Selected passage -
= = = = = = =

Comparing the CG and control conditions, CG students trended better in terms of recognizing two sides of a dilemma; however, the difference was not statistically significant, which is inconsistent with findings from previous studies (e.g., Dong et al., 2008, 2009; Reznitskaya et al., 2001). A possible reason for the discrepancy is that the Pinewood Derby story was a near transfer task in prior studies but a far transfer task in the current research. In the previous studies, students in the collaborative reasoning condition discussed stories that contained similar moral or practical dilemmas, which might have increased their ability to recognize both sides of the dilemma in the Pinewood Derby story. CG students were significantly better than control students in the other two aspects of decision making, considering a variety of reasons and weighing the importance of reasons. Taken together, these findings demonstrate far transfer for students who experienced collaborative interaction, inasmuch as wolf reintroduction and management, which CG and DI students had studied for six weeks, has few if any surface features in common with the transfer task—whether or not a boy should tell the teacher that his friend has cheated in a contest building and racing model cars.

= = = = = = =

Dataset records -
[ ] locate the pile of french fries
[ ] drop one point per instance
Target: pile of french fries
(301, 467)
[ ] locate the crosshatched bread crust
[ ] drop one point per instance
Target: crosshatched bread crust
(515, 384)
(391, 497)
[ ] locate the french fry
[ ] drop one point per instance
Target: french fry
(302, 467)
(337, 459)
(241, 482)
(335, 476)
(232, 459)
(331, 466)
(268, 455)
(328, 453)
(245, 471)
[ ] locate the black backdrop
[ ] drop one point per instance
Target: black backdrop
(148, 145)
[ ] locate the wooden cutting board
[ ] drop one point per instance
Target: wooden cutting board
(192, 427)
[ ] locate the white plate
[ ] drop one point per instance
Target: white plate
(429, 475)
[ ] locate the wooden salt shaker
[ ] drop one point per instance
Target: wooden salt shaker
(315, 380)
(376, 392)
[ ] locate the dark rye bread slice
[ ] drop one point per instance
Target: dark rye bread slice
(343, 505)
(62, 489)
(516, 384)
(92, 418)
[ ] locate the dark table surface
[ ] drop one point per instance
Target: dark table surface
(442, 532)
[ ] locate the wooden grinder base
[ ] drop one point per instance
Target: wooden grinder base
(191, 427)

= = = = = = =

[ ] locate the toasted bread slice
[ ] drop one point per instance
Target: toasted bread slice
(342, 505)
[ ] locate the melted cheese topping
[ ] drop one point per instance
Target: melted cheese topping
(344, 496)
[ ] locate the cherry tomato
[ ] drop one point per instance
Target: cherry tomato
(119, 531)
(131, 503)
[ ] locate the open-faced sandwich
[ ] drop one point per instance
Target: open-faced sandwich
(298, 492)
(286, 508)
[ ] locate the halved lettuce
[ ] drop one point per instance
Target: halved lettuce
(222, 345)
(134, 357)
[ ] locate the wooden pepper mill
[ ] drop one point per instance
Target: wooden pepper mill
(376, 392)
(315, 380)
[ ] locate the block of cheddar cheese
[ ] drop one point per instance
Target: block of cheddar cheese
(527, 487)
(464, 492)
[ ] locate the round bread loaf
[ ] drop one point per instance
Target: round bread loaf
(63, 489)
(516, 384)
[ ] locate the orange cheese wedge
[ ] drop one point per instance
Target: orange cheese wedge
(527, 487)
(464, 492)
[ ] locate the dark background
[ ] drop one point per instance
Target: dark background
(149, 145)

= = = = = = =

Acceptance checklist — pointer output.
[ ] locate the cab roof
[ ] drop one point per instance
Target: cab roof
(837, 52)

= = = = = = =

Challenge A - In the text on collaborative reasoning and transfer, what subject had the CG and DI students studied for six weeks?
Challenge B - Write the next part of the text on collaborative reasoning and transfer, starting after its final sentence.

Expected output A - Wolf reintroduction and management.

Expected output B -
Performance on the Wolf Reintroduction and Management Unit mastery tests provides a benchmark for interpreting the transfer effects since that which is not learned cannot be transferred. After the intervention, students completed two unit mastery tests: a 100-item sentence verification test that addressed the main concepts and information in the wolf unit and a 50-minute individually written essay in which they explained their personal decision about whether the pack of wolves should be eradicated. Analysis of performance on the sentence verification test indicated that DI students grasped significantly more concepts and information from the wolf unit than CG students or control students (for details, see Morris, Anderson, & Collaborative Reasoning Research Group, 2013). Morris and colleagues (2013) also examined argument elements in the essays children wrote to explain and justify their decisions about whether the pack of wolves should be eradicated. Using a coding scheme somewhat different from the one employed here, based on an argument-counterargument-rebuttal structure, Morris et al. (2013) found that CG and DI students were equally good at considering counterarguments and rebutting counterarguments as well as producing elaborated reasons based on the concepts and information from the wolf unit. Thus, DI students were able to use knowledge acquired from the wolf unit in an essay that was a recapitulation of the unit.
However, in an essay about a novel situation, the dilemma faced by the boy in the Pinewood Derby story, DI students were unable to make use of knowledge that they had apparently acquired. The contrast of DI students’ performance on the unit mastery tests and the far transfer task seems to indicate that DI students had acquired “inert ideas,” ideas that had been “received into the mind” but which could not be “utilized . . . or thrown into fresh combinations” (Whitehead, 1929/1957).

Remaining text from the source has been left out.